- What is asked:
Convert the material from the line containing "Phrase: girl in pink dress" through the end of the material into a Markdown table with the columns Row and Line. Give each line its own numbered row and omit blank lines.

- Supplied records:
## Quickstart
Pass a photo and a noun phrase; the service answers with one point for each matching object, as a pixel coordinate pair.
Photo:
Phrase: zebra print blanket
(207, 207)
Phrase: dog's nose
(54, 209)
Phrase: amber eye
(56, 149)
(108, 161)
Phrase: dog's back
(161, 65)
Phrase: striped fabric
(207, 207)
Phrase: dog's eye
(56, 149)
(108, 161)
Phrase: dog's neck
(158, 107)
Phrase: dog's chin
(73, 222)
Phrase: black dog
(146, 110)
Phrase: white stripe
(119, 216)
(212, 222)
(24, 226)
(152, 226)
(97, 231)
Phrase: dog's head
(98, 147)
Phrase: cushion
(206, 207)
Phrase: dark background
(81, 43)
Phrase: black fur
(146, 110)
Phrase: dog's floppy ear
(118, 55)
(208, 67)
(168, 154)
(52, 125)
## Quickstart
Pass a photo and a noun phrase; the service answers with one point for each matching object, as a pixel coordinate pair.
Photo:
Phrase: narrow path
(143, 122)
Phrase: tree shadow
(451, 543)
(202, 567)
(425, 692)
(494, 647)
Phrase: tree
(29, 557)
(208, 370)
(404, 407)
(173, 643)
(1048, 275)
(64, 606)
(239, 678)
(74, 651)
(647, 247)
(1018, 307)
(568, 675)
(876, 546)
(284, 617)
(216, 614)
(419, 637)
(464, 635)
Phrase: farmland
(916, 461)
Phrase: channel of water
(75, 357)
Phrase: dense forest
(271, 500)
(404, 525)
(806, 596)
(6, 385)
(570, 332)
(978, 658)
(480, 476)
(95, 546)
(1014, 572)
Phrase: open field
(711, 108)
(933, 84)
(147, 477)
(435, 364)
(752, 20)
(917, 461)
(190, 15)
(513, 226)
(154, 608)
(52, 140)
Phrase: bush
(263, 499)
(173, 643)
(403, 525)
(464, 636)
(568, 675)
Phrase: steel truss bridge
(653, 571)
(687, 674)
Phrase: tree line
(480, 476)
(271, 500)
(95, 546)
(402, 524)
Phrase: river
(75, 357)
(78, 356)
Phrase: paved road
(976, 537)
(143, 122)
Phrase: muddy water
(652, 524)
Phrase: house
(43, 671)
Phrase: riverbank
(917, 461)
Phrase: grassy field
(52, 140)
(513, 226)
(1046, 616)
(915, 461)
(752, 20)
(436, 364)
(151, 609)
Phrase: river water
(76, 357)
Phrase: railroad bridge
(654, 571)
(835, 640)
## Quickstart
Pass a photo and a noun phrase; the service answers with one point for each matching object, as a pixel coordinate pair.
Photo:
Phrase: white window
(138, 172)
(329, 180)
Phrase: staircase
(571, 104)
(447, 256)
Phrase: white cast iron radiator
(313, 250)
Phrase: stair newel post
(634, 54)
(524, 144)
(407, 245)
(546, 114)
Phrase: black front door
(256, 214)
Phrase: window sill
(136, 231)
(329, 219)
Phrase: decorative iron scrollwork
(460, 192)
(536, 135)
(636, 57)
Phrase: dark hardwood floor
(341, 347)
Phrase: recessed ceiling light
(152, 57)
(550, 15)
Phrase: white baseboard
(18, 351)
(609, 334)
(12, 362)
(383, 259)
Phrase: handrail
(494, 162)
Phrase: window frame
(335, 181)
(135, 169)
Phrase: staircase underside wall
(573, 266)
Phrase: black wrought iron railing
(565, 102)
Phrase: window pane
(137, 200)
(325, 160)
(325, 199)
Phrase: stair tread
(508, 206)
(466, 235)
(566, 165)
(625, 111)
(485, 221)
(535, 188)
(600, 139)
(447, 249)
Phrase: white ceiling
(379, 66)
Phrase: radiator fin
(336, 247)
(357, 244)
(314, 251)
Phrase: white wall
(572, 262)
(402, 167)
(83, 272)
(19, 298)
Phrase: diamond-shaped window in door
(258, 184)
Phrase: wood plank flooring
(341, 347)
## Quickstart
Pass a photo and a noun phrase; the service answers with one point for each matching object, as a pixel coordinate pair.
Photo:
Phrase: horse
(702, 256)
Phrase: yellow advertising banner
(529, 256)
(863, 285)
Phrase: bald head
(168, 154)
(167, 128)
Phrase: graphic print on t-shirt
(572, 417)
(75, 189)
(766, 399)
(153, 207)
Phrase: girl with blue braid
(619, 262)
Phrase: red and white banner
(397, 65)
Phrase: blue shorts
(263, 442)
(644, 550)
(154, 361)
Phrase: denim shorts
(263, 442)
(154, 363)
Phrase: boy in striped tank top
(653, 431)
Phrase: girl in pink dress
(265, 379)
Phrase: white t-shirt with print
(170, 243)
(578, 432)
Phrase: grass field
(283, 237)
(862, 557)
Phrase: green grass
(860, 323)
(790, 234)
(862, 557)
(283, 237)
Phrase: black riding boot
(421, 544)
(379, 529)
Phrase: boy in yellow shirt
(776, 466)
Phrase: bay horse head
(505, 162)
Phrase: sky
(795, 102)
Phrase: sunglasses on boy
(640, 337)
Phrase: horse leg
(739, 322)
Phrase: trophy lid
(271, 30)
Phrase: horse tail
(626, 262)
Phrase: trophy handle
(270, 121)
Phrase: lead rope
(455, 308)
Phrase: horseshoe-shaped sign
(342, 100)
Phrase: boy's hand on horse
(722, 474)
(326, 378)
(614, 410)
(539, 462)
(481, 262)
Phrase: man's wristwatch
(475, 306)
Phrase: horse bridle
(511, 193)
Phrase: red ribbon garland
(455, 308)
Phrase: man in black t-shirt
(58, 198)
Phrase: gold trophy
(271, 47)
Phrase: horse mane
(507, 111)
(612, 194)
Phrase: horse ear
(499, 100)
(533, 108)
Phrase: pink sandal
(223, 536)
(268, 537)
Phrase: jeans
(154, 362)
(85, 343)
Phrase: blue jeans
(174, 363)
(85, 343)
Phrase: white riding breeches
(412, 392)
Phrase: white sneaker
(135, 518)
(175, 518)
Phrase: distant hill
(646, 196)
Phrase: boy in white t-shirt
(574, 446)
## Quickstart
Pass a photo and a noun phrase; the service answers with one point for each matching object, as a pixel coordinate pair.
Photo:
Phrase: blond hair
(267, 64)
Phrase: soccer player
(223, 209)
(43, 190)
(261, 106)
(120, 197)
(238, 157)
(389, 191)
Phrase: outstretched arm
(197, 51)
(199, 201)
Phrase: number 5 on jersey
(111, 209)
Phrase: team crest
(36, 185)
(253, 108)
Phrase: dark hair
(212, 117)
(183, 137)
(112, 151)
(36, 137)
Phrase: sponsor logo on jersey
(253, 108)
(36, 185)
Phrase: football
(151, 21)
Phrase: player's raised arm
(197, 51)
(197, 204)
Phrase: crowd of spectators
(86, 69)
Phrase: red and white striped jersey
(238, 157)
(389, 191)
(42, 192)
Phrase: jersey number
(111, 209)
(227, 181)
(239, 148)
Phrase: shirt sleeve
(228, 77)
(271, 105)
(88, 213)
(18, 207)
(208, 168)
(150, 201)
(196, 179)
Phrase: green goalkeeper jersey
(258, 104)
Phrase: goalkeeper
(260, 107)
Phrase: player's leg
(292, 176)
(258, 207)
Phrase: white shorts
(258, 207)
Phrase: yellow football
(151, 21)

- Solution for this exercise:
| Row | Line |
|---|---|
| 1 | Phrase: girl in pink dress |
| 2 | (265, 379) |
| 3 | Phrase: white t-shirt with print |
| 4 | (170, 243) |
| 5 | (578, 432) |
| 6 | Phrase: grass field |
| 7 | (283, 237) |
| 8 | (862, 557) |
| 9 | Phrase: green grass |
| 10 | (860, 323) |
| 11 | (790, 234) |
| 12 | (862, 557) |
| 13 | (283, 237) |
| 14 | Phrase: black riding boot |
| 15 | (421, 544) |
| 16 | (379, 529) |
| 17 | Phrase: boy in yellow shirt |
| 18 | (776, 466) |
| 19 | Phrase: bay horse head |
| 20 | (505, 162) |
| 21 | Phrase: sky |
| 22 | (795, 102) |
| 23 | Phrase: sunglasses on boy |
| 24 | (640, 337) |
| 25 | Phrase: horse leg |
| 26 | (739, 322) |
| 27 | Phrase: trophy lid |
| 28 | (271, 30) |
| 29 | Phrase: horse tail |
| 30 | (626, 262) |
| 31 | Phrase: trophy handle |
| 32 | (270, 121) |
| 33 | Phrase: lead rope |
| 34 | (455, 308) |
| 35 | Phrase: horseshoe-shaped sign |
| 36 | (342, 100) |
| 37 | Phrase: boy's hand on horse |
| 38 | (722, 474) |
| 39 | (326, 378) |
| 40 | (614, 410) |
| 41 | (539, 462) |
| 42 | (481, 262) |
| 43 | Phrase: man's wristwatch |
| 44 | (475, 306) |
| 45 | Phrase: horse bridle |
| 46 | (511, 193) |
| 47 | Phrase: red ribbon garland |
| 48 | (455, 308) |
| 49 | Phrase: man in black t-shirt |
| 50 | (58, 198) |
| 51 | Phrase: gold trophy |
| 52 | (271, 47) |
| 53 | Phrase: horse mane |
| 54 | (507, 111) |
| 55 | (612, 194) |
| 56 | Phrase: horse ear |
| 57 | (499, 100) |
| 58 | (533, 108) |
| 59 | Phrase: pink sandal |
| 60 | (223, 536) |
| 61 | (268, 537) |
| 62 | Phrase: jeans |
| 63 | (154, 362) |
| 64 | (85, 343) |
| 65 | Phrase: blue jeans |
| 66 | (174, 363) |
| 67 | (85, 343) |
| 68 | Phrase: white riding breeches |
| 69 | (412, 392) |
| 70 | Phrase: white sneaker |
| 71 | (135, 518) |
| 72 | (175, 518) |
| 73 | Phrase: distant hill |
| 74 | (646, 196) |
| 75 | Phrase: boy in white t-shirt |
| 76 | (574, 446) |
| 77 | ## Quickstart |
| 78 | Pass a photo and a noun phrase; the service answers with one point for each matching object, as a pixel coordinate pair. |
| 79 | Photo: |
| 80 | Phrase: blond hair |
| 81 | (267, 64) |
| 82 | Phrase: soccer player |
| 83 | (223, 209) |
| 84 | (43, 190) |
| 85 | (261, 106) |
| 86 | (120, 197) |
| 87 | (238, 157) |
| 88 | (389, 191) |
| 89 | Phrase: outstretched arm |
| 90 | (197, 51) |
| 91 | (199, 201) |
| 92 | Phrase: number 5 on jersey |
| 93 | (111, 209) |
| 94 | Phrase: team crest |
| 95 | (36, 185) |
| 96 | (253, 108) |
| 97 | Phrase: dark hair |
| 98 | (212, 117) |
| 99 | (183, 137) |
| 100 | (112, 151) |
| 101 | (36, 137) |
| 102 | Phrase: sponsor logo on jersey |
| 103 | (253, 108) |
| 104 | (36, 185) |
| 105 | Phrase: football |
| 106 | (151, 21) |
| 107 | Phrase: player's raised arm |
| 108 | (197, 51) |
| 109 | (197, 204) |
| 110 | Phrase: crowd of spectators |
| 111 | (86, 69) |
| 112 | Phrase: red and white striped jersey |
| 113 | (238, 157) |
| 114 | (389, 191) |
| 115 | (42, 192) |
| 116 | Phrase: jersey number |
| 117 | (111, 209) |
| 118 | (227, 181) |
| 119 | (239, 148) |
| 120 | Phrase: shirt sleeve |
| 121 | (228, 77) |
| 122 | (271, 105) |
| 123 | (88, 213) |
| 124 | (18, 207) |
| 125 | (208, 168) |
| 126 | (150, 201) |
| 127 | (196, 179) |
| 128 | Phrase: green goalkeeper jersey |
| 129 | (258, 104) |
| 130 | Phrase: goalkeeper |
| 131 | (260, 107) |
| 132 | Phrase: player's leg |
| 133 | (292, 176) |
| 134 | (258, 207) |
| 135 | Phrase: white shorts |
| 136 | (258, 207) |
| 137 | Phrase: yellow football |
| 138 | (151, 21) |